__Instructions for the task__:
Extract every line in the rows below that contains the word "instance", and copy each one unchanged.

__Data records__:
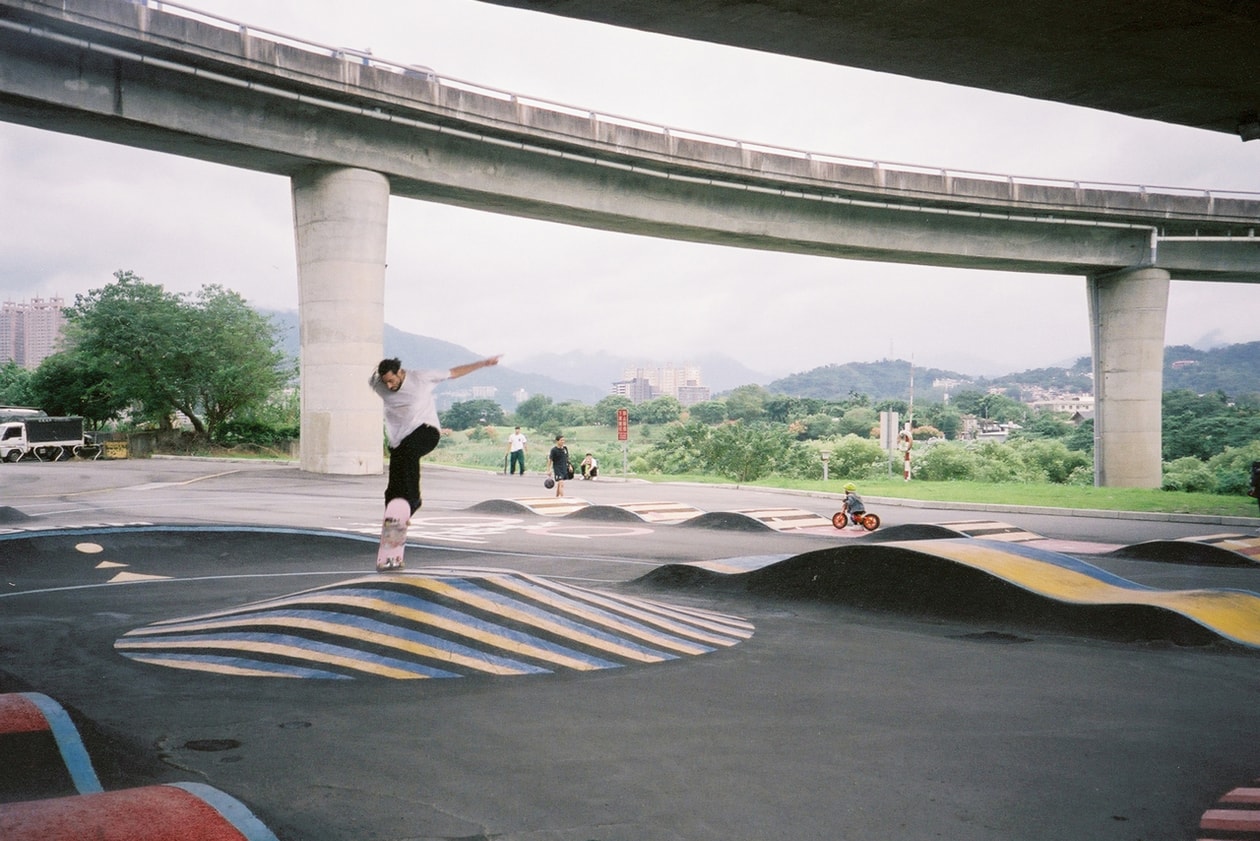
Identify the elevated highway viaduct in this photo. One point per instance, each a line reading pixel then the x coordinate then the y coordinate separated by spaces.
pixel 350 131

==

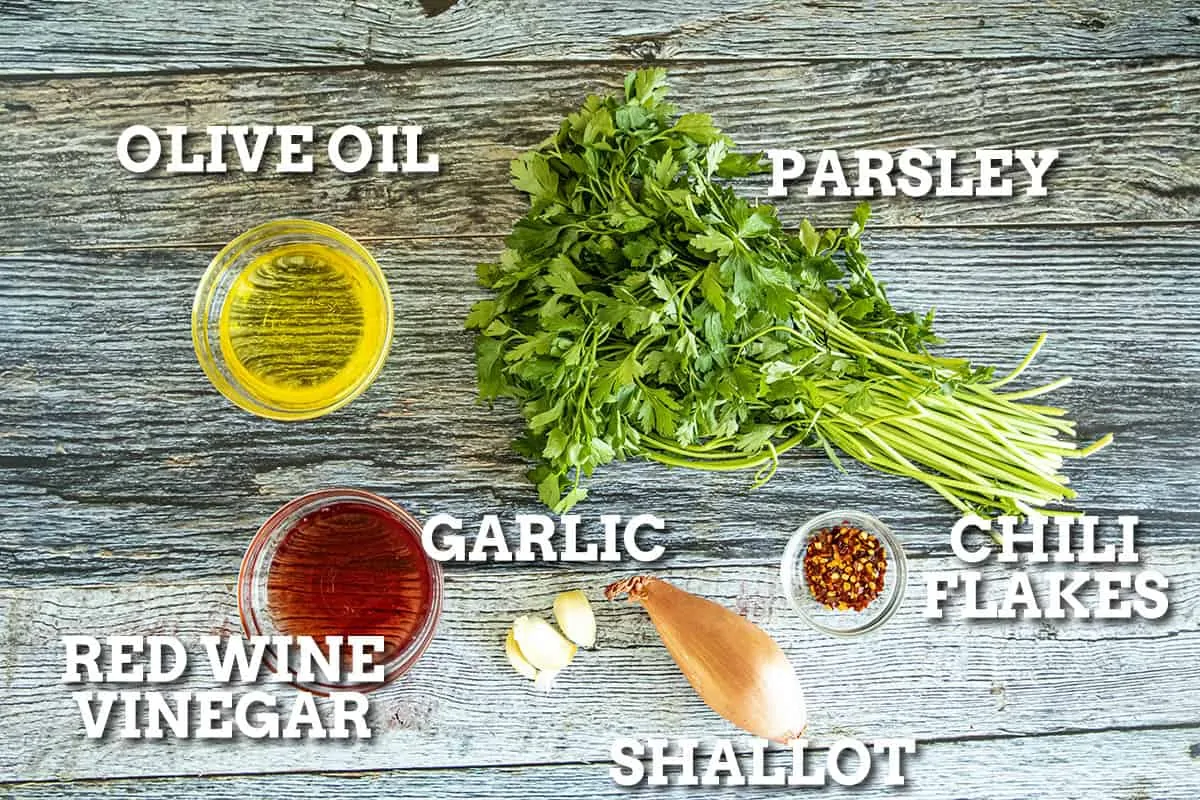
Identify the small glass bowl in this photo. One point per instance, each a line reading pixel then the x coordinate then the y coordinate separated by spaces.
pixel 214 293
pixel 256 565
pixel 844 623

__Task answer__:
Identify the elevated highway viaduct in this photo. One point per instance, each a line reading pixel then the x coordinate then the y coordinate separated by spaces.
Identify the small glass bowl in this photo. One point per instance, each a line reading pixel then the x coordinate then the y coordinate separated by spaces.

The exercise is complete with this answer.